• [QUÉ HARÁS]:
1 - Copia del texto sobre el optotriac zero crossing todo lo que va desde "No sé si lo" hasta "zero crossing SÍ.".
2 - ¿Con qué palabra empieza cada una de las oraciones del texto sobre el optotriac zero crossing? Enuméralas en orden, incluidas las repetidas.
3 - ¿Puedes seguir escribiendo el texto sobre el optotriac zero crossing a partir de su última oración?

• [FRAGMENTO ORIGINAL]:
Zero Crossing quiere decir que el triac del opto tan sólo se dispara si la carga está en fase cero de la onda y sube. Cuando hay un pico de tensión presente, como sucede cuando se enchufa la carga a la corriente, entonces no hay cero y el triac lo ignora. Cuando desciende ese pico y la carga ha pasado por cero, es decir, está en condiciones de alimentación normales, entonces es cuando el triac queda a la escucha de la señal del gate para disparar al triac de potencia (en mi caso un BT138 normalis y corrientis).

No sé si lo he explicado bien, pero el caso es que ha resuelto mi problema. Ninguna combinación R-C en ninguna parte del circuito ha sido capaz de amortiguar las perrerías en el enchufe que he hecho para que la carga no se disparase en falso, y el optotriac zero crossing SÍ.

• [REGISTROS EXTRAÍDOS]:
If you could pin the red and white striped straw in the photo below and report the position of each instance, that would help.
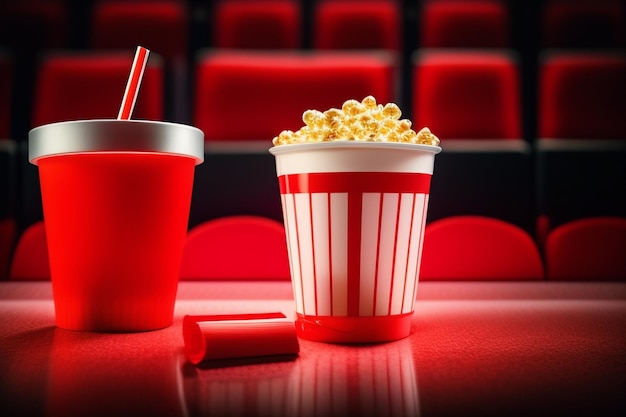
(134, 81)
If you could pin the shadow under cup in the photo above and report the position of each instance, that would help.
(116, 196)
(354, 214)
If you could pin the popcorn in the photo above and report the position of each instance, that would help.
(359, 121)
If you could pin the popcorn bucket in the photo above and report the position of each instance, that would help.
(354, 214)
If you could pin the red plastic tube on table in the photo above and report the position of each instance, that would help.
(218, 337)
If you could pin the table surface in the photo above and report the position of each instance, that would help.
(475, 349)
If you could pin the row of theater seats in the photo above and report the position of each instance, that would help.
(253, 95)
(470, 99)
(458, 248)
(164, 25)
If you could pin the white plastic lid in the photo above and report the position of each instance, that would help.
(112, 135)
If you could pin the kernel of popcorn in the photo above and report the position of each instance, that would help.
(425, 137)
(357, 121)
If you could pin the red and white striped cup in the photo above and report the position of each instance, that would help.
(354, 213)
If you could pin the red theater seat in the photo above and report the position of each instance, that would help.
(243, 95)
(587, 249)
(581, 95)
(274, 24)
(30, 259)
(236, 247)
(160, 26)
(464, 24)
(478, 248)
(467, 94)
(72, 86)
(374, 24)
(583, 24)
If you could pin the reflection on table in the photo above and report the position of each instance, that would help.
(489, 349)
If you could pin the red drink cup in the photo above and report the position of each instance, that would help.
(116, 197)
(354, 214)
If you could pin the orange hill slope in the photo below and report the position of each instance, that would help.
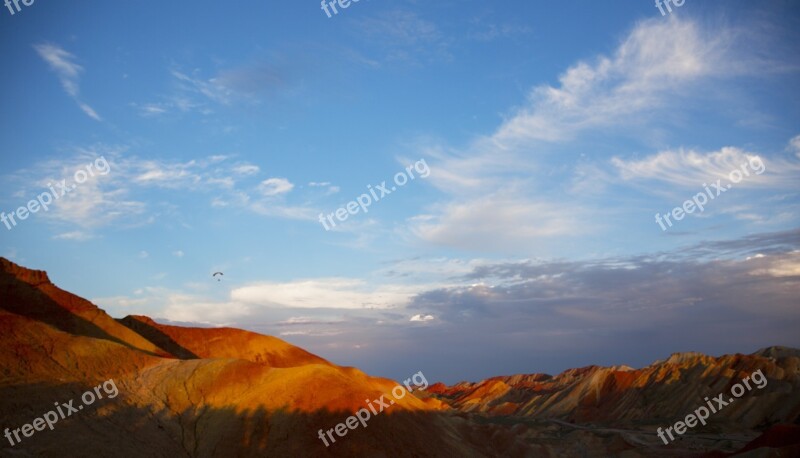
(230, 393)
(664, 390)
(222, 343)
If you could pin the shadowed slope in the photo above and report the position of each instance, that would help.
(30, 293)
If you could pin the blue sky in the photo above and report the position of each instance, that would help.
(553, 133)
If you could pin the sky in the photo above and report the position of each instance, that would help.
(465, 188)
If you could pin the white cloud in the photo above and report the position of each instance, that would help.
(246, 169)
(423, 318)
(63, 64)
(690, 169)
(339, 293)
(74, 235)
(645, 77)
(275, 186)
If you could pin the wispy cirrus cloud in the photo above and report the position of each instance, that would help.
(68, 71)
(626, 91)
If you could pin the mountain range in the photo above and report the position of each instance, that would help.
(203, 392)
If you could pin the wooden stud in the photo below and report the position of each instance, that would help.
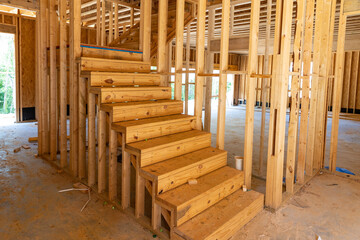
(131, 17)
(125, 177)
(338, 84)
(63, 84)
(156, 210)
(38, 82)
(91, 140)
(44, 79)
(180, 7)
(140, 193)
(200, 45)
(53, 81)
(101, 150)
(146, 32)
(113, 165)
(295, 97)
(325, 55)
(319, 22)
(111, 23)
(308, 35)
(280, 78)
(82, 128)
(250, 92)
(224, 56)
(162, 37)
(103, 30)
(75, 52)
(98, 26)
(187, 75)
(209, 68)
(116, 30)
(264, 84)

• [RESPUESTAS]:
1 -
No sé si lo he explicado bien, pero el caso es que ha resuelto mi problema. Ninguna combinación R-C en ninguna parte del circuito ha sido capaz de amortiguar las perrerías en el enchufe que he hecho para que la carga no se disparase en falso, y el optotriac zero crossing SÍ.

2 - Zero, Cuando, Cuando, No, Ninguna

3 -
Casi se puede recomendar, si los tienes disponibles, el uso de optotriacs zc por defecto, ya que añaden una gran protección eléctrica a la carga que controles contra picos de inicio, uses cargas inductivas o capacitivas.
El uso del MOC 3021 quedaría para cargas que están permanentemente conectadas a la red y por lo tanto no tienen riesgo de que a través de ellas pasen picos tan elevados.

Muchas gracias a todos los que habeis dado vuestras ideas y vuestro tiempo para solucionar lo que me estaba quitando el sueño. 



Opamp, No, no conocía esa técnica, pero me resulta bastante ingeniosa. . Siempre hay que encontrar soluciones. 




opamp dijo:


> No conoces la técnica de "montar" componentes (uno encima del otro), desplazar pines y soldarlos al aire colocando sólo los necesarios a la pcb. Reconozco que se requiere algo de habilidad manual.
> Por estos rincones del globo no se encuentran opto-triac de 800VDRM, y recurrimos a enseriar dos.


----------



## aquileslor (Abr 9, 2013)

El 3021 dejalo solo para lámparas o resistencias. Para cargas inductivas, siempre de cruce cero. Lo demas es inútil, dependiendo de cada situación.


----------



## opamp (Abr 9, 2013)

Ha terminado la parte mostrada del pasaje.